● **What the exercise asks**
Please reproduce each of the rows below word for word, changing nothing.

● **Supplied records**
● ● ● ● ●

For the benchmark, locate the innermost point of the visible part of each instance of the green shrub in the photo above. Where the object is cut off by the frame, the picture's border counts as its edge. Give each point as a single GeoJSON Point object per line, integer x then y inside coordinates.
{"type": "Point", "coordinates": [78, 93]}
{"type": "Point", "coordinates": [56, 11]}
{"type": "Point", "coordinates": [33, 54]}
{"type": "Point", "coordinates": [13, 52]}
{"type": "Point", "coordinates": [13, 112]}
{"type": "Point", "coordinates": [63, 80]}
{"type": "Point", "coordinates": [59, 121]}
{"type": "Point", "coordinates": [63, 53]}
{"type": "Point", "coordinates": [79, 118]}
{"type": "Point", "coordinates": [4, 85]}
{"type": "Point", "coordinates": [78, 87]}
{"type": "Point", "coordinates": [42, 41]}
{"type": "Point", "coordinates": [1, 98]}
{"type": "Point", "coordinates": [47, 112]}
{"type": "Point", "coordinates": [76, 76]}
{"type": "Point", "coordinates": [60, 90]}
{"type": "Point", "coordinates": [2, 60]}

● ● ● ● ●

● **Reply**
For the benchmark, locate the innermost point of the visible part of each instance of the green shrub in the photo above. Where the object is cut off by the frame, the picture's border counts as its edge. Give each point as a single GeoJSON Point object per line, integer x then y inside coordinates.
{"type": "Point", "coordinates": [78, 93]}
{"type": "Point", "coordinates": [56, 11]}
{"type": "Point", "coordinates": [33, 54]}
{"type": "Point", "coordinates": [13, 52]}
{"type": "Point", "coordinates": [13, 112]}
{"type": "Point", "coordinates": [63, 80]}
{"type": "Point", "coordinates": [59, 121]}
{"type": "Point", "coordinates": [63, 53]}
{"type": "Point", "coordinates": [79, 118]}
{"type": "Point", "coordinates": [4, 85]}
{"type": "Point", "coordinates": [78, 87]}
{"type": "Point", "coordinates": [42, 41]}
{"type": "Point", "coordinates": [1, 98]}
{"type": "Point", "coordinates": [47, 112]}
{"type": "Point", "coordinates": [76, 76]}
{"type": "Point", "coordinates": [60, 90]}
{"type": "Point", "coordinates": [2, 60]}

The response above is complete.